## TO BE DONE
Output every entry exactly, from the first line to the last.

##########

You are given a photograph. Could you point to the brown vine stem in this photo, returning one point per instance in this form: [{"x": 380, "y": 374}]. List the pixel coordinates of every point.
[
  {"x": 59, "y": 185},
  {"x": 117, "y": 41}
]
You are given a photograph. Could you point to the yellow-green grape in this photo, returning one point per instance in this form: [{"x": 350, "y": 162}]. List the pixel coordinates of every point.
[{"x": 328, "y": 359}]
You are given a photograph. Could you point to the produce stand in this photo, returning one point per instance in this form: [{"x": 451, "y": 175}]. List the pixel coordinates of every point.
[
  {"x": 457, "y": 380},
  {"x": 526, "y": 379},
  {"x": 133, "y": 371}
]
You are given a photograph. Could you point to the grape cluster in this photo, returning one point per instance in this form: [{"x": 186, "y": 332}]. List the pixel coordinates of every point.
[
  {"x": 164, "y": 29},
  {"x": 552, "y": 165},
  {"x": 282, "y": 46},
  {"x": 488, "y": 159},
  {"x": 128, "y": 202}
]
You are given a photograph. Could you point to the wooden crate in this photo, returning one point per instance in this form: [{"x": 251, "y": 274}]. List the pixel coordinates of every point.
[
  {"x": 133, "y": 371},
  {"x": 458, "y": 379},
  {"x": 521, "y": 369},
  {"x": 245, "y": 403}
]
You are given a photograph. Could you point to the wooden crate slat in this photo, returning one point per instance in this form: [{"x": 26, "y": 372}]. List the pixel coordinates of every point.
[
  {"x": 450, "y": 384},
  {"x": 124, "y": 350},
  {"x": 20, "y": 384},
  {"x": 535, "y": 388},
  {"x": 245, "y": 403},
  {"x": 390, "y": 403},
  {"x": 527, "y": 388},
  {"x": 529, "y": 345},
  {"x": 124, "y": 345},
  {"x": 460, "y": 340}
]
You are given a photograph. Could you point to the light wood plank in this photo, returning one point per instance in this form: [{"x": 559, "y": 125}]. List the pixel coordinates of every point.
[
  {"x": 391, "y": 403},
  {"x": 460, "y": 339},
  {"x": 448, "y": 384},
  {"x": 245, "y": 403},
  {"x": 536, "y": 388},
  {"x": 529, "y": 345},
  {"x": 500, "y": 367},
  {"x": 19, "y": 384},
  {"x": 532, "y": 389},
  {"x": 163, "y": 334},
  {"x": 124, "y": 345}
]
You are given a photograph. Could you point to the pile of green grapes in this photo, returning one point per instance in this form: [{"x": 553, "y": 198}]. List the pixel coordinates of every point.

##########

## TASK RESPONSE
You are given a photograph. Could you point to the brown vine stem in this photo, returning one point per instance in this form: [{"x": 380, "y": 374}]. List the pixel coordinates of every point.
[
  {"x": 59, "y": 185},
  {"x": 117, "y": 41}
]
You are given a photograph. Could you point to the yellow-green grape in this photo, returning one point per instance in this form: [{"x": 350, "y": 162}]. List the pixel coordinates of every point.
[{"x": 328, "y": 359}]
You are given a photograph. Could you point to the produce stand in this photo, returning one point per instance in this form: [{"x": 451, "y": 175}]. List the pixel coordinates of every point.
[
  {"x": 457, "y": 380},
  {"x": 526, "y": 379},
  {"x": 133, "y": 371}
]
You are given a photograph. Could you point to the grape cluster in this photo, returning one point per instance in this form: [{"x": 186, "y": 332}]. List the pixel coordinates of every point.
[
  {"x": 164, "y": 29},
  {"x": 552, "y": 165},
  {"x": 282, "y": 46},
  {"x": 488, "y": 159},
  {"x": 128, "y": 202}
]
You are given a photograph. Could you point to the wooden crate in this photo, returning one point per instance in this form: [{"x": 251, "y": 274}]. List the pixel coordinates of every point.
[
  {"x": 133, "y": 371},
  {"x": 458, "y": 379},
  {"x": 521, "y": 369},
  {"x": 245, "y": 403}
]
You are given a photograph. Could you point to the wooden crate slat in this photo, returning one point per instance in this form: [{"x": 26, "y": 372}]. List the pixel coordinates of every point.
[
  {"x": 450, "y": 384},
  {"x": 124, "y": 350},
  {"x": 20, "y": 384},
  {"x": 535, "y": 388},
  {"x": 245, "y": 403},
  {"x": 390, "y": 403},
  {"x": 527, "y": 388},
  {"x": 529, "y": 345},
  {"x": 124, "y": 345},
  {"x": 460, "y": 340}
]
You are given a photograph. Could you point to the light wood plank in this photo, returning one point per instance in this form: [{"x": 559, "y": 125}]. List the pixel coordinates of every point.
[
  {"x": 391, "y": 403},
  {"x": 460, "y": 339},
  {"x": 448, "y": 384},
  {"x": 245, "y": 403},
  {"x": 536, "y": 388},
  {"x": 529, "y": 345},
  {"x": 500, "y": 367},
  {"x": 19, "y": 384},
  {"x": 532, "y": 389},
  {"x": 163, "y": 334},
  {"x": 124, "y": 345}
]
You are given a photograph. Could you point to the pile of green grapes in this photo, returning one point per instance in this form: [{"x": 553, "y": 198}]. List the pixel coordinates of every point.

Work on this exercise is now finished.